[Entries that point to named objects]
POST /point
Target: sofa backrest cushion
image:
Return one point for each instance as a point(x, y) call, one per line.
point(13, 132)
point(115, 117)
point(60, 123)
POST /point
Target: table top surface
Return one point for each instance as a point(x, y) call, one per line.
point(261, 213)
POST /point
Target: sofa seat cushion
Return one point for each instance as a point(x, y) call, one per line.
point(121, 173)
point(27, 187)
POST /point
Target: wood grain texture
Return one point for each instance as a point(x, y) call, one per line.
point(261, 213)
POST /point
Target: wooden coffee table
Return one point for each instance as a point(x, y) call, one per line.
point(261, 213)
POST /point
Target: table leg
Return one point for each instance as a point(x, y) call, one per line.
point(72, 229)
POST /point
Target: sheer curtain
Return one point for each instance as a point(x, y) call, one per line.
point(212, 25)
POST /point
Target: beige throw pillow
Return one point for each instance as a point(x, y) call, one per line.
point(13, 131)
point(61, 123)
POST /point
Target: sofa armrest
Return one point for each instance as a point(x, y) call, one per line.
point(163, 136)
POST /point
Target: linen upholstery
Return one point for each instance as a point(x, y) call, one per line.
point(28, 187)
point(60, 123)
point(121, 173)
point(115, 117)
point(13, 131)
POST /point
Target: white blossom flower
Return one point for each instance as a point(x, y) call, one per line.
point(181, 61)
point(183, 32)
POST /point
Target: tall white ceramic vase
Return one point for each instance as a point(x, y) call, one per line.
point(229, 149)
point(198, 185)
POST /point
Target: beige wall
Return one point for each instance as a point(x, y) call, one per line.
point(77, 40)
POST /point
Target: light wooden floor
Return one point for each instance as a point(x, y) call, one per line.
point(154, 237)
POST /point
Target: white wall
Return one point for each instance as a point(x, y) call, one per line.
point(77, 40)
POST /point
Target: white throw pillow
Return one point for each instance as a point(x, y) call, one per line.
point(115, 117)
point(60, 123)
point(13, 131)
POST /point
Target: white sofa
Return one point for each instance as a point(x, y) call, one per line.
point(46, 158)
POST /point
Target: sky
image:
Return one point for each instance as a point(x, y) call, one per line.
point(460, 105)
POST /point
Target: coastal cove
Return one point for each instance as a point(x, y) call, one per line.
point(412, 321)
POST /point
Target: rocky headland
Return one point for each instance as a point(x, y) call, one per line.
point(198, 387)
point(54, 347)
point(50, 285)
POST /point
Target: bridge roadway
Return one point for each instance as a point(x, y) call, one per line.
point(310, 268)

Problem requirements ▸ Show each line from the entries above that contains the word "pillow".

Answer below ▸
Target: beige throw pillow
Target: white throw pillow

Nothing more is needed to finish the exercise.